| TASK 1 |
Answer these questions from the letter on the Douglas amendment:
(a) During which war was the impetus for the specialty of anesthesiology initiated?
(b) Since what year have physician-anesthesia services in Washington, D.C., been rendered on a professional basis, with rare exception?
(c) To which body would anesthesiologists become subject if the Douglas amendment were added to the bill?
| TASK 2 |
Write out the passage of the letter on the Douglas amendment that opens with the words containing "Many anesthesia programs" and closes with "are (85 percent).".
| TASK 3 |
Continue the letter to Senator Byrd about the Douglas amendment, starting after its final sentence.

HARRY H. BROWNE, M.D.

HON. HARRY BYRD,

WASHINGTON, D.C., April 28, 1965.

Chairman, Finance Committee,
U.S. Senate, Washington, D.C.

DEAR SENATOR BYRD: This is in reference to the Douglas amendment (79) that would include anesthesiologist, patheologists, radiologists, and physiatrists in the medicare bill now under consideration by your Senate committee. I would like to explain why anesthesiologists should be considered differently than these other so-called "anciallary services."

The specialty of anesthesiology (physicians trained in the specialty of anesthesia) is a young one. Its impetus was initiated during World War II. when the Armed Forces realized that technician anesthesia could not cope with the complicated medical problems that demanded comprehensive medical judgment as related to anesthetic management. Many of the more sophisticated operative procedures possible today are only possible because of improved anesthesia techniques devised by physician-anesthesiologists.

Although all medical schools and most large hospitals have physician-anesthesiologists who head their respective departments of anesthesia, our members are too few so technicians are employed in some institutions to supplement anesthesia services. Nevertheless, approximately 85 percent of the physiciananesthesiologists in the United States perform a professional service and render a bill to the patient in the same manner as do surgeons, internists, and obstetricians. Washington, D.C., has been unique in that physician-anesthesia services have been rendered to patients, with rare exception, on a professional basis since 1909.

Many anesthesia programs including our own, have only physicians administering anesthesia in the capacity of staff, residents, or fellows with no nonmedical personnel. Contrasted to this, radiology, pathology, and physical medicine of necessity have to have technicians to accomplish their workload in all institutions. I am not saying that physicians in these specialties do not render a professional service for I feel they do but they are not personally involved in every aspect of every examination done by their departments. Most anestheseologists are (85 percent).

The present medicare bill, without the Douglas amendment, will pay for anesthesia services if it is defined as a hospital service. However, if the Douglas amendment is added to the present bill, the anesthesiologists (85 percent) who are presently engaged in the professional private practice of medicine will be suddenly classified as technicians (nonprofessional service) and subject to nonprofessional governing bodies-the American Hospital Association. This would be a severe demotion to those of us who have been practicing medicine for many years. Further such action would violate the statement in the medicare bill that indicates that its intent was not to interfere, in any way with the private practice of medicine.

Dataset entries
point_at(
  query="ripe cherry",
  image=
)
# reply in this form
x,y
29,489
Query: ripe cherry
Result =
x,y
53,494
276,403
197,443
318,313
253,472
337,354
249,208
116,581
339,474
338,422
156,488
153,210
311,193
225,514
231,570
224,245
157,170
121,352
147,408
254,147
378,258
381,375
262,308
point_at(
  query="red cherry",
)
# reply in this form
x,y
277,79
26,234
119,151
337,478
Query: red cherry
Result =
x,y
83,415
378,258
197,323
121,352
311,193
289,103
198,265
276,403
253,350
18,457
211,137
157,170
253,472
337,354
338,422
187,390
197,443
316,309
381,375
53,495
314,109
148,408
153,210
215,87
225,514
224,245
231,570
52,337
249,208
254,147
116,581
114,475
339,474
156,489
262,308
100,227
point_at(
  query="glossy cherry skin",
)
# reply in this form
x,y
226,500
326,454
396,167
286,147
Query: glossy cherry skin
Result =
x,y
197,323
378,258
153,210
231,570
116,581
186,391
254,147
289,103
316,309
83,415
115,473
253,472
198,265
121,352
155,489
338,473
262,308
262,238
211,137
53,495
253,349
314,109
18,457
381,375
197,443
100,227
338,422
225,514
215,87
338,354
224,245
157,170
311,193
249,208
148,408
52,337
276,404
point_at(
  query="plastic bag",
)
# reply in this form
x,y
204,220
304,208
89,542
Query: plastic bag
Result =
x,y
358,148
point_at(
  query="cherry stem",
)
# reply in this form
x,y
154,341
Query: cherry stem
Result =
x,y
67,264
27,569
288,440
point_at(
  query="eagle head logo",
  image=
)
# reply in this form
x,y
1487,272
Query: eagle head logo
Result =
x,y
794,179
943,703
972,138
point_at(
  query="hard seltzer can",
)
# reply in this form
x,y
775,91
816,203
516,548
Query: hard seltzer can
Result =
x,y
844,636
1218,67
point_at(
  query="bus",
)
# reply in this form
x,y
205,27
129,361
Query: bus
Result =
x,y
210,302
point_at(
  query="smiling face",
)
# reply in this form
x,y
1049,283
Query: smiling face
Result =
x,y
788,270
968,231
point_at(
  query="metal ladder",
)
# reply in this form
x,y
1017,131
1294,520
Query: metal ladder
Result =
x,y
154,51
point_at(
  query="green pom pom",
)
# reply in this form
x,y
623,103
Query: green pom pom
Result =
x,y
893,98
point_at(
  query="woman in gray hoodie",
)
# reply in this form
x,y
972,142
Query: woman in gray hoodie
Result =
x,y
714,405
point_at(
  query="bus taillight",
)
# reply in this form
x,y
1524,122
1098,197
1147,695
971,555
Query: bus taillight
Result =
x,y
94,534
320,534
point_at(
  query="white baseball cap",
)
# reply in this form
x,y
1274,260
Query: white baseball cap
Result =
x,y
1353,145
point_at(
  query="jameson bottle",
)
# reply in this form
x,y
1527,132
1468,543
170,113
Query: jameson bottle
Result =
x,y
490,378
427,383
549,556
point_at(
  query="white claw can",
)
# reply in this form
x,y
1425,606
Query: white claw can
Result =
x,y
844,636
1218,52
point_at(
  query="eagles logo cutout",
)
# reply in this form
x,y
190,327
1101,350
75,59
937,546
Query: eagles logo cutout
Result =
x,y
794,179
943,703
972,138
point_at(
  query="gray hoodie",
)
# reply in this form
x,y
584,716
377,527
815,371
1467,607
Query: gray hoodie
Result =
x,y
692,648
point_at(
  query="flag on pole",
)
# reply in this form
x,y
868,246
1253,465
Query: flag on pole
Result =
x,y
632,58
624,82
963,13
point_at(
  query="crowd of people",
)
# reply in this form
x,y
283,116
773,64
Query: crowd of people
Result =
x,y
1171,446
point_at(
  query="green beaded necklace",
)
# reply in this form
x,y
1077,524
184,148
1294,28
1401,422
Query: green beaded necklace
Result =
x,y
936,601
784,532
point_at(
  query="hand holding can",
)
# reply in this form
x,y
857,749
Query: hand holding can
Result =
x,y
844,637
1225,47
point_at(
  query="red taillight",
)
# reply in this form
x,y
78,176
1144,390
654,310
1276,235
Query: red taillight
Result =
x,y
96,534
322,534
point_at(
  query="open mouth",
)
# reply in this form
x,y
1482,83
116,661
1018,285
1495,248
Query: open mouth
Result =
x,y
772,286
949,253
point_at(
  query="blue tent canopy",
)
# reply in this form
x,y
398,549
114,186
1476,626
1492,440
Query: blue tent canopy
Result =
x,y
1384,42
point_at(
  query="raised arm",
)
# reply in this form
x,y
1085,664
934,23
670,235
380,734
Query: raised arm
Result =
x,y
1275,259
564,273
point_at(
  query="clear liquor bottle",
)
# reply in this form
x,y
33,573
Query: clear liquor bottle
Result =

| YOUR RESPONSE 1 |
(a) World War II.
(b) Since 1909.
(c) The American Hospital Association.

| YOUR RESPONSE 2 |
Many anesthesia programs including our own, have only physicians administering anesthesia in the capacity of staff, residents, or fellows with no nonmedical personnel. Contrasted to this, radiology, pathology, and physical medicine of necessity have to have technicians to accomplish their workload in all institutions. I am not saying that physicians in these specialties do not render a professional service for I feel they do but they are not personally involved in every aspect of every examination done by their departments. Most anestheseologists are (85 percent).

| YOUR RESPONSE 3 |
In my opinion, the inclusion of the Douglas amendment to the present medicare bill would sound a death knell to the medical specialty of anesthesiology. Why should a graduate of a medical school choose a specialty that is not considered the practice of medicine? I do not think many will. As previously stated, we have a shortage of American medical graduates in our specialty at the present time. This turn of events would seriously hamper our present recruitment program. Further, some anesthesiologists, in active practice would choose some other line of medical endeavor rather than be subjected to the humiliation of rendering a hospital anesthesia service (nonprofessional technician's service) and have such a service be considered along with such items as food cost, depreciation of equipment, etc.

Frankly, I am opposed to the Douglas amendment and sincerely hope that it will be defeated. If, however, your Senate committee seriously considers this amendment, anesthesiologists should be deleted from it, for the reasons I hope I have made clear to you.

If it is possible to arrange a personal meeting with you in the near future. I would like to explain other facets of our specialty that is difficult in a written communication.

At present, I am attending an American Board of Anesthesiology meeting in San Francisco, Calif., but will be home on Tuesday of next week.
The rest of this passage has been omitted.